* [Problem description]: Copy out the entries below precisely; nothing is to be omitted.

* [Input records]:
--- BEGIN ---
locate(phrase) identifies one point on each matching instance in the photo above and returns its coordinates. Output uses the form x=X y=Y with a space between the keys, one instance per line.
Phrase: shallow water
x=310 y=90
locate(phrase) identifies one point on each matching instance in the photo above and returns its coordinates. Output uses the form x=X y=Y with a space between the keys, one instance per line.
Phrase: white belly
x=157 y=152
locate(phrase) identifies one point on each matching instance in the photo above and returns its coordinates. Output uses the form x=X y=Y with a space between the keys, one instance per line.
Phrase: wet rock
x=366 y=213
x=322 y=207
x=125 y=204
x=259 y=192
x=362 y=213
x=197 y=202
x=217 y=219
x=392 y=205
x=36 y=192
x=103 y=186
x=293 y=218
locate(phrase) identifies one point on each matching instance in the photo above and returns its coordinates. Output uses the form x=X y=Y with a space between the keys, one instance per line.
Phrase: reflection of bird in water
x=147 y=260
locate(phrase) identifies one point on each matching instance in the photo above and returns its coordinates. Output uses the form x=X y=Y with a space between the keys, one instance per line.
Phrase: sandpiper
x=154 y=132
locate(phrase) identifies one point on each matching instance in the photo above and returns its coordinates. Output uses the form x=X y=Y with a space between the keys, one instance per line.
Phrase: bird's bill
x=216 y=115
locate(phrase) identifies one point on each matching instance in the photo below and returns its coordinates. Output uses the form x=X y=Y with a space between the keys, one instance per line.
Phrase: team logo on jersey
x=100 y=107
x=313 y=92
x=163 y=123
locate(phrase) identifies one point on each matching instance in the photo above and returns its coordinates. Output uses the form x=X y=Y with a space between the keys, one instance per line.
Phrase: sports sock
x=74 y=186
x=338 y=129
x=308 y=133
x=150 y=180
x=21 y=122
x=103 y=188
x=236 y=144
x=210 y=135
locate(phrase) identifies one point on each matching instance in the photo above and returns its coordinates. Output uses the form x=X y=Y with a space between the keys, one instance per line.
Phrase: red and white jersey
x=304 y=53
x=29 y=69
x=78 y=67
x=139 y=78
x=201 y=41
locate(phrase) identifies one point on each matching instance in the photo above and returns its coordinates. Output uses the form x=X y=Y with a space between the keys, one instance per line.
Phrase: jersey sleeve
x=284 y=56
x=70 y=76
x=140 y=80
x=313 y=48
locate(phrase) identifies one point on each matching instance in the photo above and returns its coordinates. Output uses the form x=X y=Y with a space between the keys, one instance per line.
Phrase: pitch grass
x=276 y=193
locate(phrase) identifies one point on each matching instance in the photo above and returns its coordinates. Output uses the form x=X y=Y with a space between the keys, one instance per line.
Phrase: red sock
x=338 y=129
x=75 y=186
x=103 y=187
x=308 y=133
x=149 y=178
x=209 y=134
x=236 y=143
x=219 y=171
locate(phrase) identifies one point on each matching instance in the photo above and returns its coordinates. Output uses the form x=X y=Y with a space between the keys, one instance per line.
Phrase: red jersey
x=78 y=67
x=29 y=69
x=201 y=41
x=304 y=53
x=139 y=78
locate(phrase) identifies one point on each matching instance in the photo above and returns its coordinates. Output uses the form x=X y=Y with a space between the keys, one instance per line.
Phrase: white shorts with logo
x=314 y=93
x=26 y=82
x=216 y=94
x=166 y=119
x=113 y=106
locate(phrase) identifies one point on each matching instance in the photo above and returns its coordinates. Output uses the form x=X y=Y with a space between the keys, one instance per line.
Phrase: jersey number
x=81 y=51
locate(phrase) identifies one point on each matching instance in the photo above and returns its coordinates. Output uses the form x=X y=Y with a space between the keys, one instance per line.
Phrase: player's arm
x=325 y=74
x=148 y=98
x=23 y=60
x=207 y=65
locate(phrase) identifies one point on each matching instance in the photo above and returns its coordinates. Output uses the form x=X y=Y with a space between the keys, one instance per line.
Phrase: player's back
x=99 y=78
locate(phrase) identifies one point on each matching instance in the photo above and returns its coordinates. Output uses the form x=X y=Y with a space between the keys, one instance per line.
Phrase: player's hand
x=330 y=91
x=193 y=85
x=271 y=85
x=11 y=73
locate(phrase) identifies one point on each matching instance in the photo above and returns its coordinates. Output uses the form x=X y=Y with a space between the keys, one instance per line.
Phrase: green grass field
--- END ---
* [Written solution]:
locate(phrase) identifies one point on each matching instance in the photo above and returns its coordinates. Output uses the form x=X y=Y with a space between the keys, one instance per line.
Phrase: shallow water
x=310 y=90
locate(phrase) identifies one point on each matching instance in the photo above and returns its coordinates. Output uses the form x=X y=Y with a space between the keys, one instance per line.
Phrase: white belly
x=157 y=152
locate(phrase) identifies one point on each matching instance in the photo above and returns its coordinates. Output uses the form x=X y=Y with a space between the keys, one instance per line.
Phrase: wet rock
x=366 y=213
x=322 y=207
x=125 y=204
x=259 y=192
x=362 y=213
x=197 y=202
x=217 y=219
x=392 y=205
x=36 y=192
x=103 y=186
x=293 y=218
locate(phrase) identifies one point on each matching instance in the photo above and returns its coordinates. Output uses the form x=X y=Y with a space between the keys, one instance per line.
Phrase: reflection of bird in water
x=147 y=260
locate(phrase) identifies one point on each matching instance in the photo above and returns its coordinates. Output uses the form x=X y=Y with a space between the keys, one instance per line.
Phrase: sandpiper
x=154 y=132
locate(phrase) identifies one point on each matching instance in the photo above and returns its coordinates. Output uses the form x=X y=Y with a space between the keys, one instance per line.
Phrase: bird's bill
x=216 y=115
locate(phrase) identifies one point on each matching instance in the photo below and returns its coordinates. Output uses the form x=X y=Y with a space between the keys, one instance per line.
Phrase: team logo on jersey
x=100 y=107
x=313 y=92
x=163 y=123
locate(phrase) identifies one point on each matching instance in the photo above and returns its coordinates. Output uses the form x=X y=Y with a space between the keys, one instance per line.
Phrase: sports sock
x=74 y=186
x=338 y=129
x=308 y=133
x=150 y=180
x=21 y=122
x=103 y=188
x=236 y=144
x=210 y=135
locate(phrase) identifies one point on each matching instance in the photo above and returns its coordinates. Output uses the form x=X y=Y with a space between the keys, one instance per line.
Phrase: red and white jersey
x=304 y=53
x=29 y=69
x=78 y=67
x=139 y=78
x=201 y=41
locate(phrase) identifies one point on each matching instance in the photo above and returns its coordinates. Output uses the form x=X y=Y with a space between the keys, one instance per line.
Phrase: jersey sleeve
x=284 y=56
x=70 y=76
x=140 y=80
x=313 y=48
locate(phrase) identifies one point on each matching instance in the photo above and returns its coordinates. Output uses the form x=X y=Y with a space between the keys, one instance per line.
Phrase: pitch grass
x=276 y=193
locate(phrase) identifies one point on each matching instance in the photo above and returns its coordinates. Output uses the form x=X y=Y with a space between the keys, one instance per line.
Phrase: red sock
x=338 y=129
x=75 y=186
x=103 y=187
x=308 y=133
x=149 y=178
x=209 y=134
x=236 y=143
x=219 y=171
locate(phrase) identifies one point on each matching instance in the photo above and returns its coordinates. Output uses the form x=X y=Y with a space between the keys, one instance per line.
Phrase: red jersey
x=78 y=67
x=29 y=69
x=201 y=41
x=304 y=53
x=139 y=78
locate(phrase) identifies one point on each matching instance in the photo above and returns its coordinates. Output uses the form x=X y=Y with a space between the keys, one instance per line.
Phrase: white shorts with logo
x=314 y=93
x=26 y=82
x=216 y=94
x=166 y=119
x=113 y=106
locate(phrase) identifies one point on each matching instance in the photo above and returns its coordinates. Output uses the form x=X y=Y with a space between the keys, one instance per line.
Phrase: jersey number
x=81 y=51
locate(phrase) identifies one point on each matching instance in the photo above and returns its coordinates. Output uses the form x=X y=Y with a space between the keys, one instance per line.
Phrase: player's arm
x=325 y=74
x=148 y=98
x=23 y=60
x=207 y=65
locate(phrase) identifies one point on each matching instance in the photo above and returns its coordinates. Output uses the form x=X y=Y with a space between the keys, one instance per line.
Phrase: player's back
x=99 y=78
locate(phrase) identifies one point on each matching instance in the photo above and returns its coordinates. Output uses the form x=X y=Y with a space between the keys, one instance per line.
Phrase: player's hand
x=330 y=91
x=193 y=85
x=271 y=85
x=11 y=73
locate(phrase) identifies one point on each matching instance in the photo above and returns its coordinates. Output uses the form x=X y=Y with a space between the keys, one instance per line.
Phrase: green grass field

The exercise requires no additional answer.